## Task objective
Please return the listing exactly as written, but without its pictures.

=== Begin Enclosure ===

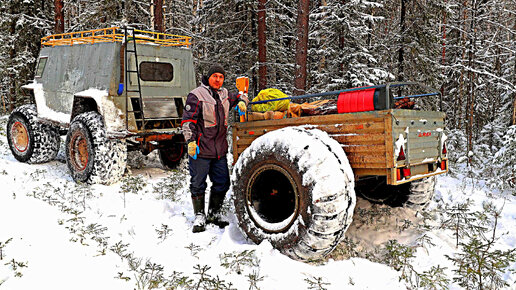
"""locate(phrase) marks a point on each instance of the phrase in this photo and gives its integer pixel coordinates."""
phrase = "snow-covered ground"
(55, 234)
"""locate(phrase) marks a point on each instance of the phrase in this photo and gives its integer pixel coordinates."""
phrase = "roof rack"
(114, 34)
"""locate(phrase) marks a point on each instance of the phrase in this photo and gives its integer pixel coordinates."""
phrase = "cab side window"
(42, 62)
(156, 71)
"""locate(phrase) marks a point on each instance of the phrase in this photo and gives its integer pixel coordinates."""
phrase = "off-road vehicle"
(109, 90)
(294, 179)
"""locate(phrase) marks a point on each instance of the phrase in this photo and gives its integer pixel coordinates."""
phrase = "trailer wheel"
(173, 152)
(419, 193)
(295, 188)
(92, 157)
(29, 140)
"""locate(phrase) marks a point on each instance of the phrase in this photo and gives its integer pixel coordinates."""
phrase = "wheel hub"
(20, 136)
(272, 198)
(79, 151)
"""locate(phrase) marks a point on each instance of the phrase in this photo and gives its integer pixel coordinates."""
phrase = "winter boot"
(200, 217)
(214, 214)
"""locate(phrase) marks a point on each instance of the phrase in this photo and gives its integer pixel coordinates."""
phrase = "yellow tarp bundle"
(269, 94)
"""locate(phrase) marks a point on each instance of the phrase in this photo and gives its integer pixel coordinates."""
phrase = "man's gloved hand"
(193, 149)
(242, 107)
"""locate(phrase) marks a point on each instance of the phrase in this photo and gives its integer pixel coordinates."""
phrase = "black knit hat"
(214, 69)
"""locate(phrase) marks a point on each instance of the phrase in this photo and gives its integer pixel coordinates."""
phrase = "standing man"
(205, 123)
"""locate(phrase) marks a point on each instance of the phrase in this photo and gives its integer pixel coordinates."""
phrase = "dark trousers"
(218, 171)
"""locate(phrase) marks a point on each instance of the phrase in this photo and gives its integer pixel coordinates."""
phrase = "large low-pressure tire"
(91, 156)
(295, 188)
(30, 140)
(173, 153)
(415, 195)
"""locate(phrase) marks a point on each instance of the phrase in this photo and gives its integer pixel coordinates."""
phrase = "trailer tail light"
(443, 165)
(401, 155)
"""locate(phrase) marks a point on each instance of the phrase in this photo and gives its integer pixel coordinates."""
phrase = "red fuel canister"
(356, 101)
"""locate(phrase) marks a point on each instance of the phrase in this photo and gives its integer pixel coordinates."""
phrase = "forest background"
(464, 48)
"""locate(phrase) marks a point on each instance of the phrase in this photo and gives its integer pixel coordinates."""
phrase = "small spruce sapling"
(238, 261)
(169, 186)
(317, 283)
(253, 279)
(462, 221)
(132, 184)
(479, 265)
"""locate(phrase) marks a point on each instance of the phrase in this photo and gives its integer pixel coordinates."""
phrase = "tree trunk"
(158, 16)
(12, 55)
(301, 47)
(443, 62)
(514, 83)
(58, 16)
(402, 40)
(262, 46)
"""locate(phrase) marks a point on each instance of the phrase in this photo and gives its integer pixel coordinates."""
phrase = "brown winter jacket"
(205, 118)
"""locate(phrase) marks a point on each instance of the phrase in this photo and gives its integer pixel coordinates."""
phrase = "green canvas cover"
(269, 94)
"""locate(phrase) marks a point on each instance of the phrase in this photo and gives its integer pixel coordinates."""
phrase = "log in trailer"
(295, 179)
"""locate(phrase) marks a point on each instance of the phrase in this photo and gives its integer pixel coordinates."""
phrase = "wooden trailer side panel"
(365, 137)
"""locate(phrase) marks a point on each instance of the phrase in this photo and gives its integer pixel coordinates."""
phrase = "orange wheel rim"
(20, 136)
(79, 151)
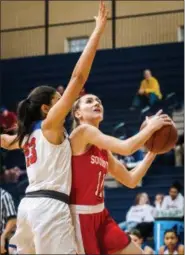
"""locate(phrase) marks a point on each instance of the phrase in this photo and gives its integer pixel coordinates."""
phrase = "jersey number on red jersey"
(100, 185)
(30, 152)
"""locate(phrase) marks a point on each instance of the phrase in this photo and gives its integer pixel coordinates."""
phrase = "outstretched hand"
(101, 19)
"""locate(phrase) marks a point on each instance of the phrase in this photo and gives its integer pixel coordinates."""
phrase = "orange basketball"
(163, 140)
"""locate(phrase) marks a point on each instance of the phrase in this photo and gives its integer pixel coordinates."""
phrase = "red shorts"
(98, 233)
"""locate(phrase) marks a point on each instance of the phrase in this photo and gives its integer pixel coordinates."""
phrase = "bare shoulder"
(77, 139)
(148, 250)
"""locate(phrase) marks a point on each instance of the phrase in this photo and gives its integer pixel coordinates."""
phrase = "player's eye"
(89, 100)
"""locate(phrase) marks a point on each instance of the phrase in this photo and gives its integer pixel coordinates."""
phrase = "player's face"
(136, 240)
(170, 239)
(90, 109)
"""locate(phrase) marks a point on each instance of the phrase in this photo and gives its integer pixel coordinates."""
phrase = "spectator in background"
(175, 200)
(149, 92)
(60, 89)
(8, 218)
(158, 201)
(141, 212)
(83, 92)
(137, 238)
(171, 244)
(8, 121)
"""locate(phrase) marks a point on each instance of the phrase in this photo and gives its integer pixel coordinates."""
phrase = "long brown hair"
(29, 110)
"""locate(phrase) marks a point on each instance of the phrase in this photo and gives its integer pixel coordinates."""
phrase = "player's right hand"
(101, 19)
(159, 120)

=== End Enclosure ===

## Expected answer
"""locate(phrase) marks a point on each instance of the phrase in this photo and gives its integer pixel coordinates."""
phrase = "snow-covered ground"
(55, 234)
"""locate(phrase) marks a point on each instance of the phrase in this photo and gives its integer pixel coordinates."""
phrase = "roof rack"
(114, 34)
"""locate(phrase) marks a point on each instance of the phrase in this photo and gives its integer pixel coordinates."""
phrase = "cab side window"
(42, 62)
(156, 71)
"""locate(phrase) marks a point on each instance of the phrase in this photo and gives its integer pixel coordinates."""
phrase = "off-road vehicle"
(109, 90)
(294, 179)
"""locate(phrase) marks a point on each instance of the phrase in this photo and gives its integer pixel coordinates."""
phrase = "trailer wheel"
(173, 152)
(419, 193)
(295, 188)
(92, 157)
(29, 140)
"""locate(phrase) marks a point on each instance of the phrase in this photo and gives its integer pixel coordinates."""
phrase = "wheel hub"
(20, 136)
(272, 198)
(79, 151)
"""locate(phrase) marks a point on each instance of the phrase in this photo and gives its integer pixel coordinates."""
phrase = "winter boot"
(200, 217)
(214, 214)
"""locate(phrase) marks a point on each instance of the phrase in this photo and gives its integer pixel coordinates."""
phrase = "yellow tarp bundle"
(269, 94)
"""locate(phrase) marks a point on each instance of the phrase in this photo and gives its integer pixel coordinates."""
phrase = "man's gloved hand"
(193, 149)
(242, 107)
"""locate(phrase) marks a point on each instance of the phrase in this photo and gives its integer pixel coordinates."""
phrase = "black knit hat"
(214, 69)
"""locate(phrase) marks a point on each instance of the phrase in this photo and gives its integer pixel coordinates."""
phrase = "standing man"
(205, 123)
"""locate(phrase) marks a point on each instance of the phrase in this photo and gives its integer pixel coordinates."""
phrase = "dark trousers"
(218, 171)
"""locate(phrase) marks a point on each instance of the phrase in this photo and gives its integer pixel coordinates."""
phrase = "large low-pressure tire"
(91, 156)
(295, 188)
(30, 140)
(173, 153)
(415, 195)
"""locate(phrase) marks a point on each instance of the phrase in this photo and gives its integer pixel coordinates."""
phrase = "trailer tail light"
(443, 165)
(401, 155)
"""locate(phrase) marks a point on each instance of the phrase in this photo and gives its integer pixel coordinates."""
phrase = "red fuel canister"
(356, 101)
"""locate(phrase) marks a point on each instance of the phrase in this photo and gives its integer pixel coordinates."""
phrase = "forest background"
(464, 48)
"""locate(phrase) marks a point on each instance of the phrase in this photo and gives its integer pixel coordinates."""
phrase = "small spruce sapling"
(238, 261)
(169, 186)
(317, 283)
(253, 279)
(462, 221)
(132, 184)
(479, 265)
"""locate(phrase) marks a point on each instance of the phrase in this photo and gives its integer pixel coordinates."""
phrase = "tree trunk"
(158, 16)
(12, 55)
(301, 47)
(443, 62)
(514, 83)
(58, 16)
(402, 40)
(262, 46)
"""locate(phrase) marks a point on each instance of the phrase in this photo and gives its integer pixel coordinates."""
phrase = "brown winter jacket"
(205, 118)
"""locate(phrase) marks a point on each instance of the phrase in this photo and gives its integer pixel coordinates."""
phrase = "green canvas cover"
(269, 94)
"""locate(phrase) marks a point on each instance of the phrase in this photo and gives its integer pixel coordinates."""
phrase = "log in trailer"
(295, 179)
"""locate(phrase) marks a point on each instance of the phrase in this photo and gives its integer pixel coordinates."""
phrase = "wooden trailer side panel"
(365, 137)
"""locate(phrase) marks a point on each instance of the phrase in this photo and gives its integer pixel coordinates."""
phrase = "orange wheel rim"
(20, 136)
(79, 151)
"""locate(phrase) marks a point on each instance of the phrase in this photo and gives its integer pixel coordinates."""
phrase = "jersey number on red jersey"
(100, 185)
(30, 152)
"""locate(phrase) marks a point on each instance of the phrase in this photo and gives its integer pixel coordinates."""
phrase = "outstretched hand"
(101, 19)
"""locate(phrase) marks a point on each instance of the phrase in this photo and gives its integer pixel coordinates."""
phrase = "orange basketball"
(163, 140)
"""locate(phrase) marks a point on each instance of the phrase in this photo and gives its integer pixel coordinates."""
phrase = "red shorts"
(98, 233)
"""locate(phrase) marks a point on each instance of the phrase in this photo and gives its integer pixel coordinates."""
phrase = "bare shoulder"
(77, 139)
(148, 250)
"""locate(phrase) marks a point on each instance of the phrase in this photo and gives its integer pixel coordinates."""
phrase = "player's eye"
(89, 100)
"""locate(phrase) marks a point on each instance of the phrase in this photo and gives its integer pixel coordinates."""
phrase = "player's face"
(136, 240)
(170, 239)
(90, 109)
"""locate(phrase) marks a point on each instance of the phrase in this photo and gives its integer pixel coordinates."""
phrase = "spectator in background"
(175, 200)
(149, 92)
(60, 89)
(8, 218)
(158, 201)
(141, 212)
(83, 92)
(137, 238)
(171, 244)
(8, 121)
"""locate(phrase) marks a point on each instance of the phrase in this photo and gives its integer pixel coordinates."""
phrase = "long brown hair"
(29, 110)
"""locate(phrase) marks a point on each instance of the phrase in this photo and gives its integer pixel coordinates."""
phrase = "player's right hand"
(101, 19)
(159, 120)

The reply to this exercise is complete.